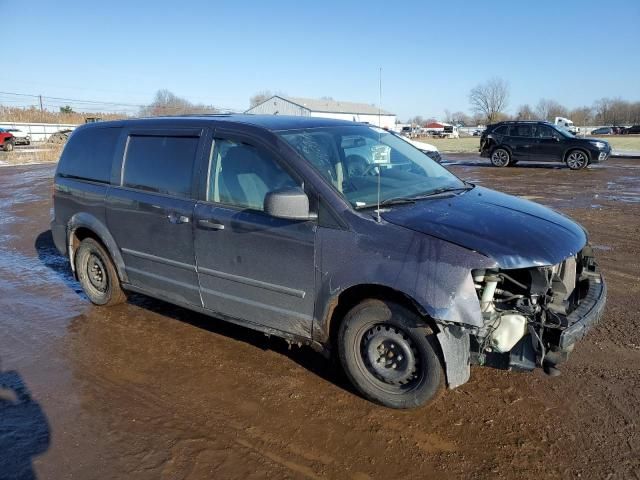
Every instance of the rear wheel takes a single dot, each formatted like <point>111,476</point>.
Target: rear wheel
<point>97,274</point>
<point>500,157</point>
<point>390,354</point>
<point>577,160</point>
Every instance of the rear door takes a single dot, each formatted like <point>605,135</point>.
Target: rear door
<point>252,266</point>
<point>548,144</point>
<point>150,211</point>
<point>521,140</point>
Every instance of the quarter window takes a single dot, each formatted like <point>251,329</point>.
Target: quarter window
<point>542,131</point>
<point>162,164</point>
<point>241,175</point>
<point>89,154</point>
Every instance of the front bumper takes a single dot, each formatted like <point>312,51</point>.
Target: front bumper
<point>598,156</point>
<point>587,314</point>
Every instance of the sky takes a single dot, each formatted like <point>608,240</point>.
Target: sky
<point>222,52</point>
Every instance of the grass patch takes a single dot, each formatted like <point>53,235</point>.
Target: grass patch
<point>47,154</point>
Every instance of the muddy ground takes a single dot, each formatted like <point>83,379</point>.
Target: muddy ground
<point>147,390</point>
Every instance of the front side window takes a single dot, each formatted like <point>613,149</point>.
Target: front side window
<point>161,164</point>
<point>241,175</point>
<point>355,160</point>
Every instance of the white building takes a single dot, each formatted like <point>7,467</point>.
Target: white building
<point>325,108</point>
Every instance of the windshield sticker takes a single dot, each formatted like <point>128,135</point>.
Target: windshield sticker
<point>381,154</point>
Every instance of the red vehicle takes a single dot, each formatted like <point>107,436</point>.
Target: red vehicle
<point>7,141</point>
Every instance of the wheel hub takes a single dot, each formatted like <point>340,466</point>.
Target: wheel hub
<point>389,355</point>
<point>96,273</point>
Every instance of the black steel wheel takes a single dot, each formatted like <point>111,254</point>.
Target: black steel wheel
<point>97,274</point>
<point>390,354</point>
<point>500,157</point>
<point>577,160</point>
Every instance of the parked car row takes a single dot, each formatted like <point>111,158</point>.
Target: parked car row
<point>507,143</point>
<point>19,136</point>
<point>633,130</point>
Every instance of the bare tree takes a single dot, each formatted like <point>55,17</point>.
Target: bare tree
<point>550,109</point>
<point>167,103</point>
<point>490,99</point>
<point>525,112</point>
<point>457,118</point>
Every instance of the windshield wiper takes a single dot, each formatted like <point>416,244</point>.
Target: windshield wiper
<point>438,191</point>
<point>414,199</point>
<point>387,202</point>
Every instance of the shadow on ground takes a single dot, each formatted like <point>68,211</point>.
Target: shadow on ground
<point>24,429</point>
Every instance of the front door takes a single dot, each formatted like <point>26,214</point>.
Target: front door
<point>252,266</point>
<point>521,140</point>
<point>548,145</point>
<point>150,213</point>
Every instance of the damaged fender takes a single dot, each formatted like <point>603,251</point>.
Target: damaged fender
<point>434,274</point>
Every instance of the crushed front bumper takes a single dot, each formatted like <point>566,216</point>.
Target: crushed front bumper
<point>587,314</point>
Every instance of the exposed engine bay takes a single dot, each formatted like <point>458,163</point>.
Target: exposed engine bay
<point>526,312</point>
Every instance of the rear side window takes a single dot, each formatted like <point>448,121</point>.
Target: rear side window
<point>89,154</point>
<point>162,164</point>
<point>524,130</point>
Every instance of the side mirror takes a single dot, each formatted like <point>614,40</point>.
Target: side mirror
<point>289,203</point>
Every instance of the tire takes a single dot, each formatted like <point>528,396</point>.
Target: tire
<point>577,160</point>
<point>97,274</point>
<point>500,157</point>
<point>368,337</point>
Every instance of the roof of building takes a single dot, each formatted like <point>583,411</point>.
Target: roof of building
<point>329,105</point>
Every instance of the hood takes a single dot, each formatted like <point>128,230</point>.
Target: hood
<point>422,146</point>
<point>514,232</point>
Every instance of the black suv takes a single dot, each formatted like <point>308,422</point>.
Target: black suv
<point>328,233</point>
<point>507,143</point>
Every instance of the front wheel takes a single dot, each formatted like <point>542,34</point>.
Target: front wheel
<point>390,354</point>
<point>97,274</point>
<point>500,157</point>
<point>577,160</point>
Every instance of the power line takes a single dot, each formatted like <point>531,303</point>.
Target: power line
<point>57,100</point>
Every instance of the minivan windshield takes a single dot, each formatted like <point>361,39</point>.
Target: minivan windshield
<point>356,159</point>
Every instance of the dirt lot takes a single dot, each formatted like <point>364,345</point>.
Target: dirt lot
<point>147,390</point>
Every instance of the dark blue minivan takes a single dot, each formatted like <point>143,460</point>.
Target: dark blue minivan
<point>328,233</point>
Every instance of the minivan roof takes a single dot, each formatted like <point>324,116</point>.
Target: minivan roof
<point>269,122</point>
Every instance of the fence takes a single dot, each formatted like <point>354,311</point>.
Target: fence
<point>39,132</point>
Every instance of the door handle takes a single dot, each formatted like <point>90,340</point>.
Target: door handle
<point>210,225</point>
<point>177,219</point>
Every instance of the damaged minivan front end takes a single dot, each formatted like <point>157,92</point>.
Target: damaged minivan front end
<point>533,316</point>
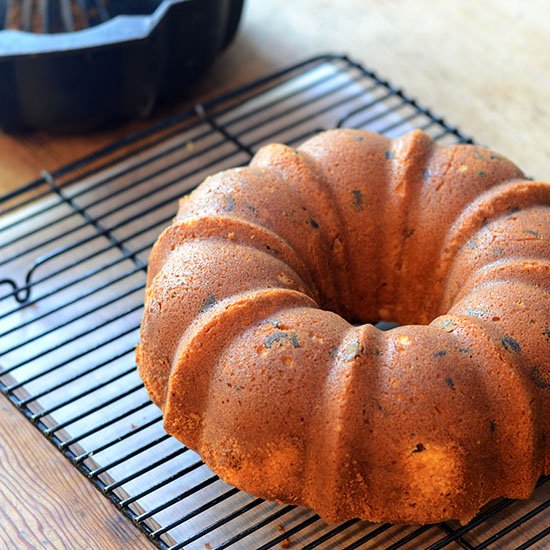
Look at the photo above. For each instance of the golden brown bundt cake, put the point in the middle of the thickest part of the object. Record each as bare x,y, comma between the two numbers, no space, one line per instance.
252,346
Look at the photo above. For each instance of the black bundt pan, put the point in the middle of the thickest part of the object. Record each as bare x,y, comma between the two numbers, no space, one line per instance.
115,70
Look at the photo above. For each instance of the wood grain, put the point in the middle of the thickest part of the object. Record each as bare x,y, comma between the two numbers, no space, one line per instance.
483,65
46,503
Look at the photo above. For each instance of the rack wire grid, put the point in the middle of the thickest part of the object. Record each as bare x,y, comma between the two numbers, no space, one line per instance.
74,247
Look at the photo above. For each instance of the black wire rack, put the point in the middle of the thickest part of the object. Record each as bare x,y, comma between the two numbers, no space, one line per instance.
73,257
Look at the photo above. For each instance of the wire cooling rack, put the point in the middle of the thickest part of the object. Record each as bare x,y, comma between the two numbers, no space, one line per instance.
73,254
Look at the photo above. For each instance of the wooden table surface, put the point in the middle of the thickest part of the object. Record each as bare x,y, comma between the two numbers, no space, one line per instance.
485,66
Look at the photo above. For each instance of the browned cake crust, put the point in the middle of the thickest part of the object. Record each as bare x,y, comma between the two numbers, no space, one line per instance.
247,342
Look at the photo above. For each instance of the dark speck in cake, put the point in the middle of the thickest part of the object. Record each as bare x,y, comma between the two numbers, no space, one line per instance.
208,302
228,203
313,224
535,234
274,337
449,325
357,199
509,344
475,311
351,351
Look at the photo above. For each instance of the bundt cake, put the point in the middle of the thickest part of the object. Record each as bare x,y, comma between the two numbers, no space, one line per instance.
256,342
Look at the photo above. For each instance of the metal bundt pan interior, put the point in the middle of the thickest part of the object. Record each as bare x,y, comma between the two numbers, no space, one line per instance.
75,65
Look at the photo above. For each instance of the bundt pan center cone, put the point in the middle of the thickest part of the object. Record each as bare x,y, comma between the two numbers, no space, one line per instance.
256,342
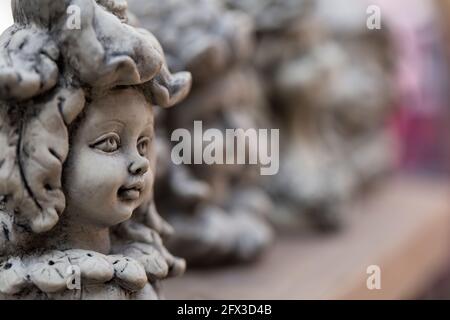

## WHAT IS EXPECTED
Copy out the entries exactly. No pictures.

## SOLUTION
Every instance of the rear wheel takes a single dot, each formatted like <point>111,476</point>.
Target: rear wheel
<point>97,274</point>
<point>500,157</point>
<point>390,354</point>
<point>577,160</point>
Every instance of the rear door takes a single dot, each formatted like <point>605,135</point>.
Target: rear door
<point>252,266</point>
<point>548,144</point>
<point>150,211</point>
<point>521,140</point>
Every instance of the quarter window takes a single dot, each formatted like <point>251,329</point>.
Target: quarter window
<point>542,131</point>
<point>162,164</point>
<point>241,175</point>
<point>89,154</point>
Every instance of the front bumper takes a single dot, each formatted like <point>312,51</point>.
Target: front bumper
<point>598,156</point>
<point>587,314</point>
Every instance of the sky takes a single dot, each formatted like <point>608,240</point>.
Target: sky
<point>222,52</point>
Every instance of the grass patch takes a single dot, each formatted like <point>53,235</point>.
Target: grass patch
<point>47,154</point>
Every instance of the muddy ground takes a single dot, each formatted like <point>83,379</point>.
Target: muddy ground
<point>147,390</point>
Every instance of the front side window takes a single dot, each formatted like <point>613,149</point>.
Target: front side window
<point>161,164</point>
<point>241,175</point>
<point>355,160</point>
Every instance of the white building takes a single dot, each formatted like <point>7,467</point>.
Target: white building
<point>325,108</point>
Every instance of the windshield sticker takes a single dot, each formatted like <point>128,135</point>.
Target: windshield sticker
<point>381,154</point>
Every instance of the red vehicle takes a single dot, each formatted like <point>107,436</point>.
Target: red vehicle
<point>7,141</point>
Every instance of the wheel hub takes a single dot, each formatted like <point>340,466</point>.
Target: wheel hub
<point>389,355</point>
<point>96,273</point>
Every instance of the black steel wheel takes a single dot, each formatted like <point>111,254</point>.
Target: black steel wheel
<point>97,274</point>
<point>390,354</point>
<point>500,157</point>
<point>577,160</point>
Every instance of the parked car row takes a single dot, each formatted like <point>111,158</point>.
Target: parked car row
<point>507,143</point>
<point>19,136</point>
<point>633,130</point>
Every instance of the bare tree takes a single dot, each formatted like <point>55,17</point>.
Target: bare tree
<point>550,109</point>
<point>167,103</point>
<point>490,99</point>
<point>525,112</point>
<point>457,118</point>
Every instance of the windshield wiper takes a single dot, each formatted like <point>416,244</point>.
Target: windshield wiper
<point>438,191</point>
<point>414,199</point>
<point>387,202</point>
Every instance of the shadow on ground takes a single dot, each formatted like <point>68,211</point>.
Target: shadow on ground
<point>24,429</point>
Every instance of the front door takes a single dot, each formatted like <point>26,214</point>.
Target: front door
<point>252,266</point>
<point>521,140</point>
<point>548,145</point>
<point>150,213</point>
Every instance of the damaged fender takes a single dot, each formatted like <point>603,251</point>.
Target: damaged fender
<point>434,274</point>
Every instance of the crushed front bumper takes a single dot, each formatted like <point>566,216</point>.
Target: crushed front bumper
<point>587,314</point>
Every instance of the exposed engine bay takes a single dot, each formatted like <point>458,163</point>.
Target: exposed engine bay
<point>526,312</point>
Every instance of the rear side window takes a single dot, each formatted like <point>448,121</point>.
Target: rear side window
<point>89,154</point>
<point>162,164</point>
<point>524,130</point>
Every instance of the side mirror takes a single dot, each formatted like <point>614,40</point>.
Target: side mirror
<point>289,203</point>
Every instance of the tire takes a single dot, each formatted like <point>528,396</point>.
Target: tire
<point>577,160</point>
<point>97,274</point>
<point>500,157</point>
<point>368,337</point>
Every instance of the roof of building takes a single dot, each formatted like <point>583,411</point>.
Target: roof of building
<point>329,105</point>
Every instance of the hood takes a single dot, each formatted like <point>128,230</point>.
Target: hood
<point>422,146</point>
<point>514,232</point>
Every instance of the black suv takes a single dot, each formatted like <point>308,422</point>.
Target: black suv
<point>328,233</point>
<point>507,143</point>
Every instance of the front wheel takes a single dot, each formatted like <point>542,34</point>.
Target: front wheel
<point>390,354</point>
<point>97,274</point>
<point>500,157</point>
<point>577,160</point>
Every instance of the power line takes a single dot, each formatted like <point>531,303</point>.
Target: power line
<point>57,100</point>
Every instance of the minivan windshield takes a single dot, each formatted like <point>361,39</point>.
Target: minivan windshield
<point>356,159</point>
Every instance of the dirt lot takes a single dot, each formatted like <point>364,345</point>.
Target: dirt lot
<point>147,390</point>
Every instance of the dark blue minivan takes a single dot, each formatted like <point>143,460</point>.
Target: dark blue minivan
<point>328,233</point>
Every instance of the minivan roof takes a single dot, each formatted like <point>324,116</point>.
Target: minivan roof
<point>269,122</point>
Every instance of the fence takes a single dot, each formatted like <point>354,311</point>.
Target: fence
<point>39,132</point>
Every instance of the door handle takes a single dot, each formatted like <point>90,340</point>.
Target: door handle
<point>210,225</point>
<point>177,219</point>
Every instance of the damaged minivan front end takes a single dot, each formatted like <point>157,92</point>.
Target: damaged minivan front end
<point>533,316</point>
Look at the photo above. For each instance of the golden brown bundt cake, put the point in the middle of the thickest part of the object. Record each as bare x,y, comma between the two numbers, no space, one line per instance.
252,346
Look at the photo above. For each instance of the black bundt pan, put the point in the middle of the thickest part of the object. Record each as bare x,y, comma between the two numbers, no space, one line per instance.
115,70
Look at the photo above. For each instance of the wood grain, put the point in the middle of the thickest part of the object. Record each as bare x,y, comma between the two numbers, no space, one line per instance.
483,65
46,503
Look at the photo above. For each instance of the rack wire grid, put the point in the middle of the thickest part of the object. Record each as bare x,y, comma between the two numbers, no space, one line per instance.
74,247
Look at the photo above. For each instance of the black wire rack, put the point in the middle of the thickest part of the object. Record each as bare x,y, comma between the two numbers, no space, one line per instance.
73,257
Look at the photo above. For each instance of the wire cooling rack, put the point in the middle of the thickest part of the object. Record each as bare x,y, comma between the two numbers, no space, one line per instance.
73,254
Look at the photo above. For each instance of the wooden table surface, put the point in the middle of the thickest part of the object. Record each as bare x,y, comma between the two numbers, no space, one line per instance.
485,66
Look at the photo above. For each instance of the browned cake crust, put the point in the middle of the thickest part of the object. Record each as bare x,y, comma between the two numbers, no space, one line per instance.
247,342
Look at the photo above. For each instance of the dark speck in cake, put the point in the middle of the thickest part of the object. Record each as bare x,y, comma between the two numbers, no space, one line per instance.
208,302
228,203
313,224
535,234
274,337
449,325
357,199
509,344
475,311
351,351
Look at the photo above. For each instance of the bundt cake, put the point in the middle of the thickest part of the object. Record each as bare x,y, comma between the two numbers, no space, one line per instance.
256,342
Look at the photo above. For each instance of the metal bundt pan interior, put the point in the middle of the thickest part of the object. Record each as bare x,y, comma between the two numbers, no space, one line per instance.
75,65
Look at the photo above. For each instance of the bundt pan center cone, put the point in the middle of the thickest part of the object. Record each as bare x,y, comma between the two numbers, no space, one line per instance.
256,342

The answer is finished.